▶ [TASK BRIEF]:
Here is the task for the records below: repeat exactly the lines from the one with "column 119, row 221" to the one with "column 159, row 65", both included, and nothing else.

[Start of Attachment]

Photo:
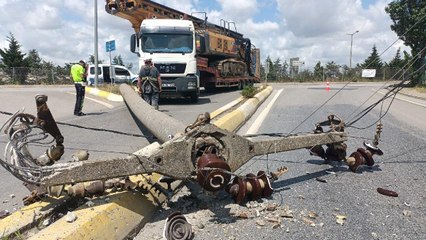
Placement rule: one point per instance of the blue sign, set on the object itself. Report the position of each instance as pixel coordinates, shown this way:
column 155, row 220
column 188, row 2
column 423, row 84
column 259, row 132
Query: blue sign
column 110, row 46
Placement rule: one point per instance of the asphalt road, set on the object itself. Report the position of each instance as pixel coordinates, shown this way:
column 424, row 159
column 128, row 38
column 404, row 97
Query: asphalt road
column 316, row 206
column 108, row 130
column 369, row 215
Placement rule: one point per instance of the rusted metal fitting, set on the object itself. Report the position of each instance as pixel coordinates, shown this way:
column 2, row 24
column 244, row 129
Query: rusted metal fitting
column 33, row 197
column 55, row 191
column 177, row 228
column 251, row 186
column 51, row 155
column 46, row 121
column 363, row 157
column 213, row 172
column 76, row 190
column 94, row 188
column 336, row 151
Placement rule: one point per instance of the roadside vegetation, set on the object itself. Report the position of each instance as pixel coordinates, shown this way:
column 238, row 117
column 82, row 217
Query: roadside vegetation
column 17, row 67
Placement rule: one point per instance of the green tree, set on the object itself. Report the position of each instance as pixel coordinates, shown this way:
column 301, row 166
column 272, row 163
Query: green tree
column 13, row 56
column 13, row 59
column 409, row 23
column 373, row 61
column 33, row 59
column 397, row 61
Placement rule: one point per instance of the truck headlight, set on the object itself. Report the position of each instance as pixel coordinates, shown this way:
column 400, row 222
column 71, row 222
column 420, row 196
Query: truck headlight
column 192, row 85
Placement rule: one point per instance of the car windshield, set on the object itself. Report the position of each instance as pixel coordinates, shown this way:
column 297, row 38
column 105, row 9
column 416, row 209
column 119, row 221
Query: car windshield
column 167, row 43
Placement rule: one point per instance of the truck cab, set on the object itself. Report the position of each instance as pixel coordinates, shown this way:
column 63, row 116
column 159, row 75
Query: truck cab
column 111, row 74
column 170, row 43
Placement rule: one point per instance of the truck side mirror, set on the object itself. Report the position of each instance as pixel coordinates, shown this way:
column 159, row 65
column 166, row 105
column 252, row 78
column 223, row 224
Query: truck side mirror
column 134, row 44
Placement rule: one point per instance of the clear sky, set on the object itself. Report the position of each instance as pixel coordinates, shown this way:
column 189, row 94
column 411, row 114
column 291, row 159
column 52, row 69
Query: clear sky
column 313, row 30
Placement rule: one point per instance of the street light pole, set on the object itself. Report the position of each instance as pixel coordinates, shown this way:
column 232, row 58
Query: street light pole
column 96, row 42
column 350, row 54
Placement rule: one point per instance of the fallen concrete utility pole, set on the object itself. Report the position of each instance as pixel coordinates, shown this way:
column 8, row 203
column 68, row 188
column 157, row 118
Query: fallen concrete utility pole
column 202, row 151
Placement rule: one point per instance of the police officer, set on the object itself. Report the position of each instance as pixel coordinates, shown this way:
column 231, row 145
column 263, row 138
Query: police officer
column 149, row 83
column 78, row 72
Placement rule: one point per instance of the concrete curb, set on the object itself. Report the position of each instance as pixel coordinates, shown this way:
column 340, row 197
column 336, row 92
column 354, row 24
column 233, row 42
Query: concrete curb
column 104, row 94
column 125, row 212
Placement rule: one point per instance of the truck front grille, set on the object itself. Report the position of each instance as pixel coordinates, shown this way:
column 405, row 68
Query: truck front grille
column 169, row 68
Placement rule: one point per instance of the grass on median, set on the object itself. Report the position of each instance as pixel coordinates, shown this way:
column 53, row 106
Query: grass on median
column 421, row 89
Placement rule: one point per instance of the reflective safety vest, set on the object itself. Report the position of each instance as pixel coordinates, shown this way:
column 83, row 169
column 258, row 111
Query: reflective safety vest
column 77, row 72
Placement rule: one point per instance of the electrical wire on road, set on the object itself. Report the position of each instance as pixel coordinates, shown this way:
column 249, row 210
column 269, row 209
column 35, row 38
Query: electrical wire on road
column 90, row 128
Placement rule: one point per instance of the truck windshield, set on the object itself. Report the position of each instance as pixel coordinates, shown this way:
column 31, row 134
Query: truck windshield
column 167, row 43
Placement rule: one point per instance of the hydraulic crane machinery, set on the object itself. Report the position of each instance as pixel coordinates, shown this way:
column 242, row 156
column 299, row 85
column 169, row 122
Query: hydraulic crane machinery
column 188, row 51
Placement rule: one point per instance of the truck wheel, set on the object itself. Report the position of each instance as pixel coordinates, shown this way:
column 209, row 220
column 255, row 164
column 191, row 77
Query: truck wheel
column 194, row 97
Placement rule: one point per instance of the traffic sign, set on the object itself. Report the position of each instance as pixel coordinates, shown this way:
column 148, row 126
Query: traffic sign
column 110, row 46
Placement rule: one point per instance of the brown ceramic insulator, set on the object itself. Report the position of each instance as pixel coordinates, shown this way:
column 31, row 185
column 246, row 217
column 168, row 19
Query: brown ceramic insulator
column 242, row 191
column 95, row 187
column 76, row 190
column 255, row 190
column 369, row 161
column 359, row 160
column 318, row 150
column 387, row 192
column 267, row 187
column 177, row 227
column 215, row 179
column 55, row 191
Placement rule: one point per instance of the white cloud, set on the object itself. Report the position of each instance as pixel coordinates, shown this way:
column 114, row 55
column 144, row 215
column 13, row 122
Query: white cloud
column 63, row 31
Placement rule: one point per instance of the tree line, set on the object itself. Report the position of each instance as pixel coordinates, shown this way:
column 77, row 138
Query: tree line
column 285, row 71
column 409, row 23
column 18, row 65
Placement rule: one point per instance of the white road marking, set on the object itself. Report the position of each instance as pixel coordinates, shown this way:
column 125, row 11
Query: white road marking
column 259, row 120
column 404, row 99
column 97, row 101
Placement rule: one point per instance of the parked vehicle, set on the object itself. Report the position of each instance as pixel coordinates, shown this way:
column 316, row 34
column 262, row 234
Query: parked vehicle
column 189, row 52
column 118, row 74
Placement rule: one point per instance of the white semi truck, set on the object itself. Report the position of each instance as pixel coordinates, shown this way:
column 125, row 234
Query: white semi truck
column 188, row 51
column 171, row 46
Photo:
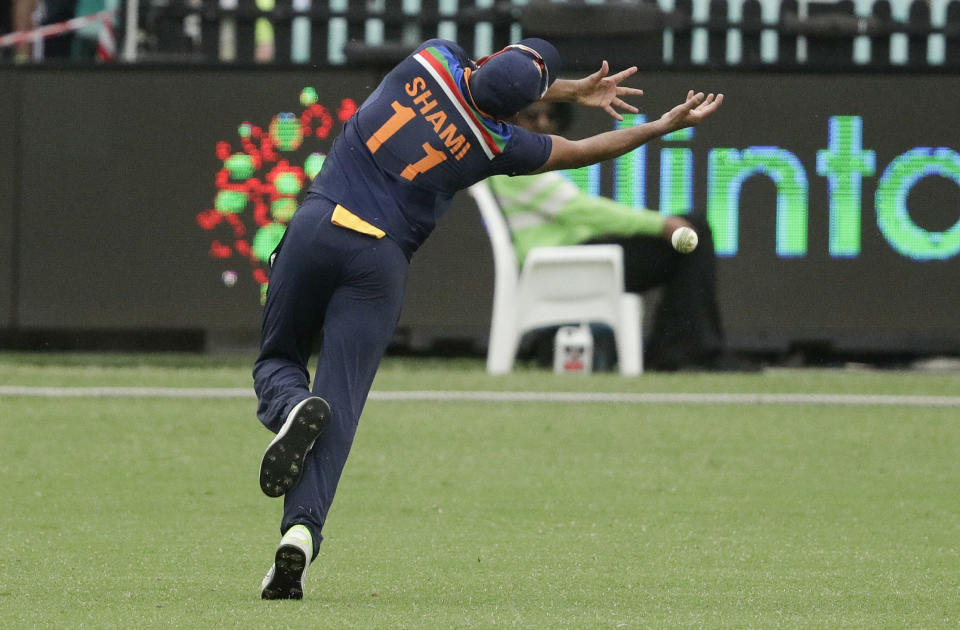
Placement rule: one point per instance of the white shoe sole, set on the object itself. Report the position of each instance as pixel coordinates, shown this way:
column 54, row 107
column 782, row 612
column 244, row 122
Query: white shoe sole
column 283, row 461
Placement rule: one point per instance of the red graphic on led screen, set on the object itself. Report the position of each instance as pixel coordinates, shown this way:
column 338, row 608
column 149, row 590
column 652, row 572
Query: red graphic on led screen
column 260, row 183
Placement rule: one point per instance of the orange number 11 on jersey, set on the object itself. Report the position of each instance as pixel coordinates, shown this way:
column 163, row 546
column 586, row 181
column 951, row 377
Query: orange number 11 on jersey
column 401, row 116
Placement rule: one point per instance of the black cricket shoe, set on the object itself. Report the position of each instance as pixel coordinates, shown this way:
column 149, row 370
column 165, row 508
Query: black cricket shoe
column 284, row 580
column 282, row 463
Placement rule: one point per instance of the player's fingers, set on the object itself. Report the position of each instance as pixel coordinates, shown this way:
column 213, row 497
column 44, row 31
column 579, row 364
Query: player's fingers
column 623, row 74
column 612, row 112
column 626, row 106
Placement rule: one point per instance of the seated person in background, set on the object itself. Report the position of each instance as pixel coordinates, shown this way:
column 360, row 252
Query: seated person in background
column 548, row 210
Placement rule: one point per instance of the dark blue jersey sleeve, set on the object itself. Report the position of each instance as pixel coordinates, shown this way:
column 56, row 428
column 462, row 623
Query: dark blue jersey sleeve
column 525, row 152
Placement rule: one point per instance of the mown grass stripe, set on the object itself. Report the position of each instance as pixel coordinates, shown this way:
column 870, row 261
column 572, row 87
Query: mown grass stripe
column 490, row 396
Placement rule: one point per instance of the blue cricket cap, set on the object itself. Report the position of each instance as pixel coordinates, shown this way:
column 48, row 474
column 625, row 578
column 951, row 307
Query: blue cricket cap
column 508, row 81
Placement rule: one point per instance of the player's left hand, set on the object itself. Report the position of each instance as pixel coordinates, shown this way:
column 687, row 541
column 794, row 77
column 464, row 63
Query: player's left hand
column 605, row 92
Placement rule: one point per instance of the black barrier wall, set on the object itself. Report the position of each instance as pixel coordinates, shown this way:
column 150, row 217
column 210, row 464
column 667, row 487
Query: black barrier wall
column 8, row 197
column 146, row 199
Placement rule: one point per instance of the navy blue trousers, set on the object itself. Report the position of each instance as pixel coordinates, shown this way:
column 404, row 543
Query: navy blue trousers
column 347, row 289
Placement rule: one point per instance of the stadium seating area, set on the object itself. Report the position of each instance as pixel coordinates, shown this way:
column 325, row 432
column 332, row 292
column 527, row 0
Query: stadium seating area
column 665, row 33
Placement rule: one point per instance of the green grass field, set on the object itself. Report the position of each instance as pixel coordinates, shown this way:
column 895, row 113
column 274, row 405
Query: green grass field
column 146, row 512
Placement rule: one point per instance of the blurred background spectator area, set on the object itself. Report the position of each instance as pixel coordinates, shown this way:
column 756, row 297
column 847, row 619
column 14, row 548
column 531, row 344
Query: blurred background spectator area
column 811, row 34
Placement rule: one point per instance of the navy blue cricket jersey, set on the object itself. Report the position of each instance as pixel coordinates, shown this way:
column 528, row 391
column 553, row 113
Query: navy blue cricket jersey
column 416, row 141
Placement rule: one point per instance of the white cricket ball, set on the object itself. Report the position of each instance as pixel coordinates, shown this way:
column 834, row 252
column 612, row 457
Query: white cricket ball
column 684, row 240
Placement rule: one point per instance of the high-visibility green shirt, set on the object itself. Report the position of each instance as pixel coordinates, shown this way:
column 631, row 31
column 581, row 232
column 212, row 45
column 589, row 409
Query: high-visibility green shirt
column 548, row 209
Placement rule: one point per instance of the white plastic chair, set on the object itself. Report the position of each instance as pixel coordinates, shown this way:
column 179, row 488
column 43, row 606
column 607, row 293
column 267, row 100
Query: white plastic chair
column 556, row 286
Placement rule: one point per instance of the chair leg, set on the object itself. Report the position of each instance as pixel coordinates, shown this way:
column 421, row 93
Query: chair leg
column 502, row 349
column 629, row 337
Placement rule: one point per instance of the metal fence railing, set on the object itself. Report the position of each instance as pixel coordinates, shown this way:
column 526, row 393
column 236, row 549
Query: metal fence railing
column 653, row 33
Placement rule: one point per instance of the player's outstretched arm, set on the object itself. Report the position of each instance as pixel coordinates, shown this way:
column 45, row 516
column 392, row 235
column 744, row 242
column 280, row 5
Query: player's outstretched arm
column 576, row 153
column 597, row 90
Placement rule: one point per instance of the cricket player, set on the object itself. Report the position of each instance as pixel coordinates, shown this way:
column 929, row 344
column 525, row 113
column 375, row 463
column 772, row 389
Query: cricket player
column 436, row 124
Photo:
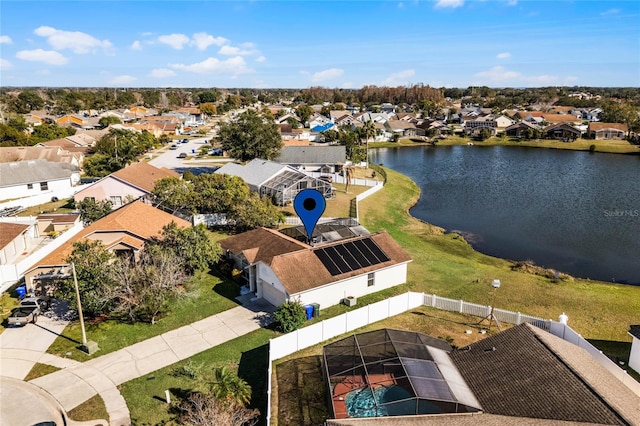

[End of Attachment]

▶ [REPLY TO THE EXERCISE]:
column 119, row 221
Query: car windshield
column 167, row 43
Placement rule: one point per instance of the truck cab, set on the object itself. Report the position of each instance as pixel coordinates, shown this way:
column 63, row 116
column 159, row 75
Query: truck cab
column 111, row 74
column 170, row 43
Placement rule: one point per instance of the truck side mirror, set on the object itself. Report the position of each instance as pixel coordinates, shown this way:
column 159, row 65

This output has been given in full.